## [What to produce]
Make an exact copy of every record that follows.

## [Input records]
━━━━

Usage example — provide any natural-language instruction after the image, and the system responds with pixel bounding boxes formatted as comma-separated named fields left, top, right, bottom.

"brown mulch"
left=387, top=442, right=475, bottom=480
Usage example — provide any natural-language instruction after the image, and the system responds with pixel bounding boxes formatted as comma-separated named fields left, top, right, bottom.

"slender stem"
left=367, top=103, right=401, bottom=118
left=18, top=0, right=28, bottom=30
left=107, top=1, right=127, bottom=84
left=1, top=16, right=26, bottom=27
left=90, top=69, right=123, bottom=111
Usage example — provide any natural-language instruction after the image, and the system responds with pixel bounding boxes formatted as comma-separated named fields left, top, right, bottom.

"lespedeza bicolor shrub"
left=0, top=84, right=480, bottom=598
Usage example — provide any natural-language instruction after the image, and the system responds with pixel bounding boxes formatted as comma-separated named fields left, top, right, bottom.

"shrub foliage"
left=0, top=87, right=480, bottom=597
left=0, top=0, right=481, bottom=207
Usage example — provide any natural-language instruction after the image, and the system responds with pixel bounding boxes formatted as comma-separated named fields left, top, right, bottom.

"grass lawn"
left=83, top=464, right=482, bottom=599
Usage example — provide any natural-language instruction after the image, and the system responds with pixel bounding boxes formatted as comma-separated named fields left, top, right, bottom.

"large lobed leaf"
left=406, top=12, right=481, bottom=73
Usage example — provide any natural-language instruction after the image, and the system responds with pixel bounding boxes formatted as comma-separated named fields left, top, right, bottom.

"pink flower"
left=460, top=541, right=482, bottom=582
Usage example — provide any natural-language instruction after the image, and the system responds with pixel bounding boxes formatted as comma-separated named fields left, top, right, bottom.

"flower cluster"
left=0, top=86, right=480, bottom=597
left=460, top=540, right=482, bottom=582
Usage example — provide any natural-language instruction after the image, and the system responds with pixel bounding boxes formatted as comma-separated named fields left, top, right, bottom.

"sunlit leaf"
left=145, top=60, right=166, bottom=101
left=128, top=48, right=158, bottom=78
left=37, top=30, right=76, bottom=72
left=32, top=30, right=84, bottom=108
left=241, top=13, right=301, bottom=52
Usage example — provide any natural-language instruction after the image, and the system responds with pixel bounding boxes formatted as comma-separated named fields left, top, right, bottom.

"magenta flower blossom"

━━━━

## [Answer box]
Usage example — provide any natural-language instruction after the image, and the system responds with pixel bounding boxes formatted as comma-separated named fields left, top, right, bottom.

"brown mulch"
left=387, top=442, right=475, bottom=480
Usage example — provide any natural-language instruction after the image, and the system responds with pixel bounding boxes formatted as comma-separated named fields left, top, right, bottom.

"slender stem"
left=367, top=103, right=401, bottom=118
left=18, top=0, right=28, bottom=30
left=107, top=1, right=127, bottom=84
left=1, top=16, right=26, bottom=27
left=90, top=69, right=123, bottom=111
Usage example — provide any natural-language instruction after the image, and the system responds with pixel bounding boxes formatted as comma-separated named fields left, top, right, bottom.

"lespedeza bicolor shrub"
left=0, top=84, right=480, bottom=598
Usage example — provide any natural-language instruction after the image, and the system responds with pixel bounding boxes formatted as comma-separated named fields left, top, right, bottom.

"shrub foliage"
left=0, top=87, right=480, bottom=597
left=0, top=0, right=481, bottom=207
Usage example — provide any natural-language instruction after the image, and the system responds with pixel bounding boxes formatted as comma-separated named fields left, top, right, bottom.

"grass lawn"
left=83, top=464, right=482, bottom=599
Usage example — provide any natural-language instruction after the image, and the system responds with pixel bounding boxes formatted as comma-separated named fields left, top, right, bottom.

"large lobed leaf"
left=406, top=12, right=481, bottom=73
Usage example — provide any natural-language instruction after the image, and the system responds with pixel bounding boxes formatted as comma-separated named fields left, top, right, bottom.

"pink flower"
left=460, top=541, right=482, bottom=582
Usage example — provide any natural-language instruction after the image, and the system responds with pixel bounding boxes formatted as comma-separated named fields left, top, right, bottom.

"flower cluster"
left=0, top=86, right=480, bottom=597
left=460, top=540, right=482, bottom=582
Usage example — provide any natural-language instruction after the image, and the system responds with pixel bounding boxes formatted as comma-separated named fields left, top, right, bottom.

"sunlit leaf"
left=145, top=60, right=166, bottom=101
left=128, top=48, right=158, bottom=78
left=37, top=30, right=76, bottom=72
left=32, top=30, right=84, bottom=108
left=241, top=13, right=301, bottom=52
Usage example — provide any natural-language instruction after the image, and the system responds with pixel bounding boxes formatted as comma-separated named fields left, top, right, bottom.

"magenta flower blossom"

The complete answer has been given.